• _Text excerpt_:
######
Creative jealousy and insecurity.

Two incredibly creative and wonderful women inspired me in unexpected ways last week. First, I loved Stephanie Howell’s post about who she is as a scrapbooker, and why she’s ok with that. Then Ali Edwards sent out a creative lift for the week via email that was all about, well, creative insecurity.  Which actually hit on point with some stuff I’ve been up to and thinking about, eerily so actually.

I let them both know that I loved what they shared, and shared a bit of myself with them as well. Which then got me thinking about somehow blogging about this creative insecurity and self confidence stuff and all that… and here we are.

First I want to address something: Creative jealousy and insecurity.

It happens to the best of us. When it does, it can be pretty ugly. Here are my thoughts.

I’m really freaking good at being me. I stink at being anyone else, so I’m not even going to try. When I create anything from a project to share in a class to something just for fun to a commissioned project, I have one rule: enjoy the process.

I think about what *I* want to do, what *I* think is fun and cool and what direction I feel like going in and I cut loose.

Every. Time.

Why? Well, when I’m over thinking things or worrying about what ___ will think or if it’ll be as good as ___’s work… whatever I make is crap. I figured it out a few years back when I was trying SO VERY HARD – that it was in fact the trying hard that was messing me up. I was thinking so much that I left no spontaneity, no creative spark, no room for imagination or play.

Please don’t misunderstand- I make some spectacularly UGLY pieces too! I make mistakes, and I have to work long and hard hours in my studio. I’ve spent thousands of hours over the last decade in this very room that I’m typing in now. Crafting is a skill, the more time you put in the more fun it can get.
######
• _Records supplied_:
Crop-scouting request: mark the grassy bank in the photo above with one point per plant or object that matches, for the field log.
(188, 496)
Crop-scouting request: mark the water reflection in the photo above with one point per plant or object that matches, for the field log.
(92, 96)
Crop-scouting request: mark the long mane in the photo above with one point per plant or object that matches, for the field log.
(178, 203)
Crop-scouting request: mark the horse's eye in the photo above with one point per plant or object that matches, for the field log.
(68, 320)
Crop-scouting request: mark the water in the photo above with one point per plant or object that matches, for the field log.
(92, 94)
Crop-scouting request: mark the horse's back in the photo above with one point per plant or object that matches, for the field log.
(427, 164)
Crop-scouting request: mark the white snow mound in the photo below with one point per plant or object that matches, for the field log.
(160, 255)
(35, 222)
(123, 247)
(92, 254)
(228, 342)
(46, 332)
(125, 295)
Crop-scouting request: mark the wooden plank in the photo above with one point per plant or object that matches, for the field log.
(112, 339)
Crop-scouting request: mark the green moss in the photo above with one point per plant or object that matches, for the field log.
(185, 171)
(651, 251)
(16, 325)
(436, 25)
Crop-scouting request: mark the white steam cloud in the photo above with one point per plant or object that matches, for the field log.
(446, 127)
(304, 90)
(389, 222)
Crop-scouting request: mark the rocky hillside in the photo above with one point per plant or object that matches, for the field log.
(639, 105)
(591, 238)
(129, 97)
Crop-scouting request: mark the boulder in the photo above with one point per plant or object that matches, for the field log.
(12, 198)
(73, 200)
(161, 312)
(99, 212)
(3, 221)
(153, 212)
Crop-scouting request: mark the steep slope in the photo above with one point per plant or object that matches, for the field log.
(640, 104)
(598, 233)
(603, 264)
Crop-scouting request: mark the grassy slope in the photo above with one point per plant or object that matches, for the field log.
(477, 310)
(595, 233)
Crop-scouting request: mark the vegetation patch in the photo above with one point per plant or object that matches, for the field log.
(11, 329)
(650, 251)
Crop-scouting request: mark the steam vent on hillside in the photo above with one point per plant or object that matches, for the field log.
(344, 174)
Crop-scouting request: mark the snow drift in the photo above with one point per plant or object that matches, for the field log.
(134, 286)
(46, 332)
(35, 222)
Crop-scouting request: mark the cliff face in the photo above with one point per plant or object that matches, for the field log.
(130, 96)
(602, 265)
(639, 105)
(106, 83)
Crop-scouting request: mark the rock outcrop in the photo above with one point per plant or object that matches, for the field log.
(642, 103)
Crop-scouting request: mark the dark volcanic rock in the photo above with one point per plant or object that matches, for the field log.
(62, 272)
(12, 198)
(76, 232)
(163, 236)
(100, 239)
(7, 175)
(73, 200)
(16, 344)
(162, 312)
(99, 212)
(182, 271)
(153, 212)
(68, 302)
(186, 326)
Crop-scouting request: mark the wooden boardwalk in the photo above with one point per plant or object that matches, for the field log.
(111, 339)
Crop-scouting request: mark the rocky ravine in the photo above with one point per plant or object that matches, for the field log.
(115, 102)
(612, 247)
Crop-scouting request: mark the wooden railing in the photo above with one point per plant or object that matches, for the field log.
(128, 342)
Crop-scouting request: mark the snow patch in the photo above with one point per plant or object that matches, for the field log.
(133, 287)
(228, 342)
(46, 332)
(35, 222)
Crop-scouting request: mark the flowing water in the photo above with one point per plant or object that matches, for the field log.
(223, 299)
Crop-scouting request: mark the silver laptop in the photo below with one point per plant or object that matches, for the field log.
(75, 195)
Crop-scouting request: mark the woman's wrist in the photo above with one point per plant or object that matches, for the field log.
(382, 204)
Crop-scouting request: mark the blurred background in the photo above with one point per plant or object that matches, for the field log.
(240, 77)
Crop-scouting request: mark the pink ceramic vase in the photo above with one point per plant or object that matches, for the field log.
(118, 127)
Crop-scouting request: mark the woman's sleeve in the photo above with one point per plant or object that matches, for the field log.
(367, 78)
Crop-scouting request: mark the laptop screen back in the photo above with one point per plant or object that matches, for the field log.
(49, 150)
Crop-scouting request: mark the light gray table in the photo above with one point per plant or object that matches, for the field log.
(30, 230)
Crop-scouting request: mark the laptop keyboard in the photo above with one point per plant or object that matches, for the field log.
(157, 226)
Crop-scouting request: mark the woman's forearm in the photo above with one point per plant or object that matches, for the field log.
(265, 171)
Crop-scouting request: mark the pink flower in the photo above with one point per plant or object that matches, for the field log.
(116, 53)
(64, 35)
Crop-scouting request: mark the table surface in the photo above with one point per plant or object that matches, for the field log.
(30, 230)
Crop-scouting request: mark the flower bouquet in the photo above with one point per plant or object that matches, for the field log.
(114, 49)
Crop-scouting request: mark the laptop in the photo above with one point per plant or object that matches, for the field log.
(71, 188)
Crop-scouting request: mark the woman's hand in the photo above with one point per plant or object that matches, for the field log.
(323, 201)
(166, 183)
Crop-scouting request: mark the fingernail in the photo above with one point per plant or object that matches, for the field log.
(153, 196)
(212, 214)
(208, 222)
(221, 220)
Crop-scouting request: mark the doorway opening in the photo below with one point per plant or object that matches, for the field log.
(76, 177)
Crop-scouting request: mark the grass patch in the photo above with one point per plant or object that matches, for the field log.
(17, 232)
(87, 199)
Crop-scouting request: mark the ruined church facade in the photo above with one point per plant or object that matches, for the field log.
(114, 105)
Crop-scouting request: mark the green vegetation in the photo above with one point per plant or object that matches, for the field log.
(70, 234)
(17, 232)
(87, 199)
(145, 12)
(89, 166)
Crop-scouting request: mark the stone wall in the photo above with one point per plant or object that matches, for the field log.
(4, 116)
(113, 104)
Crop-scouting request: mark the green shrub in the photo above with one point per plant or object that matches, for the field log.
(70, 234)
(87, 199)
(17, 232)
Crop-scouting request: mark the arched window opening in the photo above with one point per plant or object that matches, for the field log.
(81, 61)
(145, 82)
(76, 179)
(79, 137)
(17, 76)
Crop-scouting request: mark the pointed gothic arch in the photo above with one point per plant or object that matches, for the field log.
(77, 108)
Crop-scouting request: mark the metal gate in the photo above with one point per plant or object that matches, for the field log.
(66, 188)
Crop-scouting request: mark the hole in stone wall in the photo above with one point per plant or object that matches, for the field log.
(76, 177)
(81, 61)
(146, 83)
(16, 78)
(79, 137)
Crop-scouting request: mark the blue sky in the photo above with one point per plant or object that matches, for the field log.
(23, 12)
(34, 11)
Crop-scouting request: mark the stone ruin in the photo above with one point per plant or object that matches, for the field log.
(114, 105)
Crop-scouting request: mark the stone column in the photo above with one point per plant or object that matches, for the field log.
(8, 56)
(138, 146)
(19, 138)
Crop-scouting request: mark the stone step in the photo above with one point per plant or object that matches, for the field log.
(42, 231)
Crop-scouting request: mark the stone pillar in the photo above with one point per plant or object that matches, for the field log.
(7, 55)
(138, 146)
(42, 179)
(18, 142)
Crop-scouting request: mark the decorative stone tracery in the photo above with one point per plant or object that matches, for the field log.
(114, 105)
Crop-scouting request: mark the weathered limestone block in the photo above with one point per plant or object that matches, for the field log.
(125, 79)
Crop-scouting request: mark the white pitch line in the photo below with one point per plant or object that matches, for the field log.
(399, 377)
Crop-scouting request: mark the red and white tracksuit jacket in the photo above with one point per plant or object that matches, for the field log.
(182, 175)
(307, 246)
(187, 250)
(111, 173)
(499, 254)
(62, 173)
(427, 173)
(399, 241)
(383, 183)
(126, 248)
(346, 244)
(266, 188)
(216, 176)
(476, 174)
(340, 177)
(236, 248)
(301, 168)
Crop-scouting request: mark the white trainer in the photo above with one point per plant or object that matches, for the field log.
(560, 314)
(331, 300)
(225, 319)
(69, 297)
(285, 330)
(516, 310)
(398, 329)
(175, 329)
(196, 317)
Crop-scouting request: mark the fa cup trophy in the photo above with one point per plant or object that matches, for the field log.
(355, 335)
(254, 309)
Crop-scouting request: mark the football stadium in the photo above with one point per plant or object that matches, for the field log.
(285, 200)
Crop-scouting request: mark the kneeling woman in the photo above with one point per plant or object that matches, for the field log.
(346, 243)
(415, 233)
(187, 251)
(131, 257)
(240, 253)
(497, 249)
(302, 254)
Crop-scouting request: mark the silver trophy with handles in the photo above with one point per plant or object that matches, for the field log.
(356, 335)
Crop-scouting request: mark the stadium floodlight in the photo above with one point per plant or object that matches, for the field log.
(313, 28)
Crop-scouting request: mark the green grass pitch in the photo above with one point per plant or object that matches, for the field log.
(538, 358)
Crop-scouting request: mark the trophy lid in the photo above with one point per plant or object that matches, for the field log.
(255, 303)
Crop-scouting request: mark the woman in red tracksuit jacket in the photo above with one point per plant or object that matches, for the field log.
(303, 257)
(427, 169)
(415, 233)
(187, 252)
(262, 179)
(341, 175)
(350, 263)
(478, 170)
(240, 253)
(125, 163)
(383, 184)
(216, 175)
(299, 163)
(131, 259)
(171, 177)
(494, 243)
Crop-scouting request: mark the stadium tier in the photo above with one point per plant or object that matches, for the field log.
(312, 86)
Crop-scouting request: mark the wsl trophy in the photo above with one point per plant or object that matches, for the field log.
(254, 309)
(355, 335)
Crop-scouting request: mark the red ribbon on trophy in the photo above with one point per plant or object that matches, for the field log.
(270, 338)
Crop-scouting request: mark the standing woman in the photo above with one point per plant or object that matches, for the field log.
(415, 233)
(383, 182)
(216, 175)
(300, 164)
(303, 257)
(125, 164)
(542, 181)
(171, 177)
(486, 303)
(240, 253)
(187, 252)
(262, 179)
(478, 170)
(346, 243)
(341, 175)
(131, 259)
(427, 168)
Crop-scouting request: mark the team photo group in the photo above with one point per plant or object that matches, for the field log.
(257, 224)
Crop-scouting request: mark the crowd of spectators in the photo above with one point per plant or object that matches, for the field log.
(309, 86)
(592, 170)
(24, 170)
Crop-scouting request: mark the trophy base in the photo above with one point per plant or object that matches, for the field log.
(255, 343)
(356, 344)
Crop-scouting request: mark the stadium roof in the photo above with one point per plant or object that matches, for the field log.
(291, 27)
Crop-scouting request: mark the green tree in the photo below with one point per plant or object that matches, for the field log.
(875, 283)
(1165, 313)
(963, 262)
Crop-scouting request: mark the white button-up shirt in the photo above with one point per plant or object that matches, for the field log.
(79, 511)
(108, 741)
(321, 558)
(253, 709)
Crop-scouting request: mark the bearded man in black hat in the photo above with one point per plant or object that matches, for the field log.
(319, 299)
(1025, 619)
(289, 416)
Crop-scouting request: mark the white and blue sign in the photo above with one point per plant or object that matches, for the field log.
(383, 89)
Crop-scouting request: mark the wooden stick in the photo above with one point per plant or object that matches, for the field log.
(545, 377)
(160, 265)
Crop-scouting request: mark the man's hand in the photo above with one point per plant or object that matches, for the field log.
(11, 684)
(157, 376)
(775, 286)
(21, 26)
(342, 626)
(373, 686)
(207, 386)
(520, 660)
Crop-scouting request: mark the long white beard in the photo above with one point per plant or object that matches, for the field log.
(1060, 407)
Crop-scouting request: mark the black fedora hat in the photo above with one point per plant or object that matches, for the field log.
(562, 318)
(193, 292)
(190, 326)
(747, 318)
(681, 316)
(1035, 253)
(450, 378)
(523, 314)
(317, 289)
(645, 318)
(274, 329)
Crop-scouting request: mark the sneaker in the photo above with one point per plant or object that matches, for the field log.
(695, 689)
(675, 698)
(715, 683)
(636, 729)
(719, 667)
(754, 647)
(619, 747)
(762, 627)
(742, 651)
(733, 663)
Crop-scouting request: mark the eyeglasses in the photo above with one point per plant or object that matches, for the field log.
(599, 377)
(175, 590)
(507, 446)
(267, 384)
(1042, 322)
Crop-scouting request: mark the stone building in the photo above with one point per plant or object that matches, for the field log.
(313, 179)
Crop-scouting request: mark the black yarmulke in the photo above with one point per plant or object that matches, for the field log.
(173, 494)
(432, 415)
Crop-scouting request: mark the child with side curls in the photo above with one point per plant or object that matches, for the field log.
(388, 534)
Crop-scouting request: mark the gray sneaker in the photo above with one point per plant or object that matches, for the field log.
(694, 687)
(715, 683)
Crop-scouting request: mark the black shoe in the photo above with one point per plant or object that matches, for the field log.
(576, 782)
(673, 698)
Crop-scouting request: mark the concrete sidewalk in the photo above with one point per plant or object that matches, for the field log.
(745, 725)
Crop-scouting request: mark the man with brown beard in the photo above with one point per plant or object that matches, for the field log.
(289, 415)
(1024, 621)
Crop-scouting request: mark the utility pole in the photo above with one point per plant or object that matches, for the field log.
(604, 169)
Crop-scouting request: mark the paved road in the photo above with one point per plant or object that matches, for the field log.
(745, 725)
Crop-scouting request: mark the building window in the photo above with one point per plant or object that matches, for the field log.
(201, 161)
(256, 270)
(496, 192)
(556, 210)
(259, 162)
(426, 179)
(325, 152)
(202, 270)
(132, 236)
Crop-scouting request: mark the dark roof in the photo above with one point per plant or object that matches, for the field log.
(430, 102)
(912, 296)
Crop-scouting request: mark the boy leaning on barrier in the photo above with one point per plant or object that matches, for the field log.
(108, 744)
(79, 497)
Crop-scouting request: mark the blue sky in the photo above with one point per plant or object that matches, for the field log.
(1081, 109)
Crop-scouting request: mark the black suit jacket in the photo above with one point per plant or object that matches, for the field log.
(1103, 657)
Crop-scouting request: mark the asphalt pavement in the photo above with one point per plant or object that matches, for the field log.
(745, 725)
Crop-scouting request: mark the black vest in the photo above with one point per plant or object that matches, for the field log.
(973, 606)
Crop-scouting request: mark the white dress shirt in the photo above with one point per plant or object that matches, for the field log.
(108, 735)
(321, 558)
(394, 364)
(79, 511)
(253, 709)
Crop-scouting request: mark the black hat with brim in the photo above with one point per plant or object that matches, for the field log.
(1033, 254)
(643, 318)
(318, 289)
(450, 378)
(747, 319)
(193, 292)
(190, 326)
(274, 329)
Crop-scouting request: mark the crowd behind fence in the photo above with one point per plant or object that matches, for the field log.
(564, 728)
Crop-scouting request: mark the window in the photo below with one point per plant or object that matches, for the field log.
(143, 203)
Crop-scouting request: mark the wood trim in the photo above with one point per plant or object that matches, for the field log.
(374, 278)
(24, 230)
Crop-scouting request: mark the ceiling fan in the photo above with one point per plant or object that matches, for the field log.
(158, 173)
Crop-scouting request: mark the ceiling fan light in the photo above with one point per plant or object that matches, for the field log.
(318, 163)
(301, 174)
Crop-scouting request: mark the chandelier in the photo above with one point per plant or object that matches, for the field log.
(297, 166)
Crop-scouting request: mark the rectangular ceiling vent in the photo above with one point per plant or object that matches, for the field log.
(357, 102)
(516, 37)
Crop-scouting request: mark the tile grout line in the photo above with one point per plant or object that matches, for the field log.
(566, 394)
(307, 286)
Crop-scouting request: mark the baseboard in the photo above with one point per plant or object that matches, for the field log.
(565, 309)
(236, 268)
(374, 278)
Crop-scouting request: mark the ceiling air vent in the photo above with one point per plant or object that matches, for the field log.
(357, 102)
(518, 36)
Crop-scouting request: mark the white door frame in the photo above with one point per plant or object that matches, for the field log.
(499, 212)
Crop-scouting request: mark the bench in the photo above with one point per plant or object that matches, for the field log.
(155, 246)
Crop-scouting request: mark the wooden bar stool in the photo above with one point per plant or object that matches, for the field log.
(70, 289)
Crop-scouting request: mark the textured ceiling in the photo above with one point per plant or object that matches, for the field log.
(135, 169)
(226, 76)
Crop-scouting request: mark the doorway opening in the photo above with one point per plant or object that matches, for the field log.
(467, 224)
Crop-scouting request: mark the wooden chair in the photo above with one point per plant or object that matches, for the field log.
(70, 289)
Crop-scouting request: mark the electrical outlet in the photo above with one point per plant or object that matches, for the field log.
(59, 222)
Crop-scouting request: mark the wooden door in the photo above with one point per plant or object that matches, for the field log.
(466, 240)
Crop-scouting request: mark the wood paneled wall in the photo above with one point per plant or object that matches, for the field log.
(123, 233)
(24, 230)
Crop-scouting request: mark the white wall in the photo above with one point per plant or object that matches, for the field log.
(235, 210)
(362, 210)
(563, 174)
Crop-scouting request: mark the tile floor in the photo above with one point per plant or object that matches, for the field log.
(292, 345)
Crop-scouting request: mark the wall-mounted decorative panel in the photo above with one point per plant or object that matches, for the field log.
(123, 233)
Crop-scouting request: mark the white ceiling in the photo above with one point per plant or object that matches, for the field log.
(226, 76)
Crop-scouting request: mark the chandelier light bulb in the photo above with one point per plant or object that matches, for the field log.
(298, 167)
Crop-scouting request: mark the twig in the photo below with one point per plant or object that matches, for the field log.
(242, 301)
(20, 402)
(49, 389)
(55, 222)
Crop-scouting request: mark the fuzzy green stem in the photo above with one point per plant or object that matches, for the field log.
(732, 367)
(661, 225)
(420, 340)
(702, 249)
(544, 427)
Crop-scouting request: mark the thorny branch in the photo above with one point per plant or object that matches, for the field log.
######
• _Directions_:
A. Answer these questions from the blog post, one line each:
(i) Whose post about who she is as a scrapbooker did the writer love?
(ii) What is the one rule the writer follows when creating anything?
(iii) Roughly how much time has the writer spent in the studio over the last decade?
B. Tally the lines of the entries that contain the string "crowd", with case counting, and state only the number.
The entries are unrelated to the blog post.

• _Worked solutions_:
A.
(i) Stephanie Howell's.
(ii) Enjoy the process.
(iii) Thousands of hours.

B. 2